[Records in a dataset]
-----
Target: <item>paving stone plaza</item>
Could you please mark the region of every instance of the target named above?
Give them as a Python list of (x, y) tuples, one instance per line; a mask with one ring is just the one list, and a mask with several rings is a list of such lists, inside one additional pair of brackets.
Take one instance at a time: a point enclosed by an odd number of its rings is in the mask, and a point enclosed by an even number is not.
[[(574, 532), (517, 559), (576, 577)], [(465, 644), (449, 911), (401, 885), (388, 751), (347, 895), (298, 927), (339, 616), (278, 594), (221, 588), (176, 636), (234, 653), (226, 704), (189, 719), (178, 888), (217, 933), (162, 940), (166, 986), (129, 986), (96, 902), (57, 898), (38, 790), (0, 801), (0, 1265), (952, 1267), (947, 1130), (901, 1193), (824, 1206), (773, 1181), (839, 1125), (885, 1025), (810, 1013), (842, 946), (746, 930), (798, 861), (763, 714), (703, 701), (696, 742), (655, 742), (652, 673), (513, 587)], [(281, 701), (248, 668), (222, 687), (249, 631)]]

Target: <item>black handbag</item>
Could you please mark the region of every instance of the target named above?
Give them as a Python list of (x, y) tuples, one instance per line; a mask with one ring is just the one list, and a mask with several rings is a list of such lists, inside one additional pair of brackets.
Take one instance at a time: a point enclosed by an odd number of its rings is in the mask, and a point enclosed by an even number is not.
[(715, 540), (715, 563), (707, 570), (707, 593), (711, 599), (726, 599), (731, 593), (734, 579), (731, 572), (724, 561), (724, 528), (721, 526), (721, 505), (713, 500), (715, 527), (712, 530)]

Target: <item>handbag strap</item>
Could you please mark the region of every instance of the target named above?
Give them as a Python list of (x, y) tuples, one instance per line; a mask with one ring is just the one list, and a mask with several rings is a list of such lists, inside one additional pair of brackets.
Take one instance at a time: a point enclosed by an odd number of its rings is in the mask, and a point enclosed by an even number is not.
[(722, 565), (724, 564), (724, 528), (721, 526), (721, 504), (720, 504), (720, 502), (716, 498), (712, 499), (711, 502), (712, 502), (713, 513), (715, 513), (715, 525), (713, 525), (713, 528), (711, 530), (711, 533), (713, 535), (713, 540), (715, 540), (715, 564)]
-----
Return the items above line for line, with no changes at all.

Target: <item>paving stone plaza</item>
Could you please mark the region of every instance of the target named above?
Give them as a Python list of (x, y) tuples, one instance per line; a mask with one ring is just the one list, and a mask with several rings is a list of such lists, inside one additional pair of brackets.
Take one instance at a time: a point enclosed by an odd number of its rings is in the mask, and a point enclosed by an even number is not.
[[(574, 532), (517, 559), (576, 577)], [(465, 644), (449, 911), (401, 885), (388, 751), (347, 895), (298, 927), (339, 616), (278, 594), (221, 588), (176, 636), (234, 653), (226, 704), (189, 719), (178, 888), (217, 933), (162, 940), (166, 986), (129, 986), (96, 902), (57, 898), (38, 790), (0, 801), (0, 1265), (952, 1267), (947, 1130), (901, 1193), (824, 1206), (773, 1181), (839, 1125), (885, 1025), (810, 1013), (842, 946), (746, 930), (798, 861), (763, 714), (703, 701), (696, 742), (655, 742), (652, 673), (513, 587)], [(281, 701), (248, 668), (222, 687), (249, 631)]]

Target: <item>black handbag</item>
Could you please mark the region of every instance of the target named above?
Give them as a Python list of (x, y) tuples, one instance per line; a mask with one ring is just the one list, and a mask with several rings is a list of such lists, inside one additional pair of brackets.
Take one instance at a time: a point enclosed by an odd number of its rings is in the mask, and a point enclosed by an even number is not.
[(715, 540), (715, 563), (707, 570), (707, 593), (711, 599), (726, 599), (731, 593), (734, 579), (731, 572), (724, 561), (724, 528), (721, 526), (721, 505), (713, 500), (715, 527), (712, 530)]

Target: <item>handbag strap</item>
Could you please mark the region of every instance of the target named above?
Give them as a Python list of (x, y) tuples, one instance per line; a mask with one ring is just the one list, and a mask with several rings is a list of such lists, inside one additional pair of brackets.
Take one instance at a time: a point enclosed by an odd number of its rings is in the mask, and a point enclosed by an even number is not.
[(722, 565), (724, 564), (724, 528), (721, 526), (721, 504), (720, 504), (720, 502), (716, 498), (712, 499), (711, 502), (712, 502), (713, 513), (715, 513), (715, 525), (713, 525), (713, 528), (711, 530), (711, 533), (713, 535), (713, 540), (715, 540), (715, 564)]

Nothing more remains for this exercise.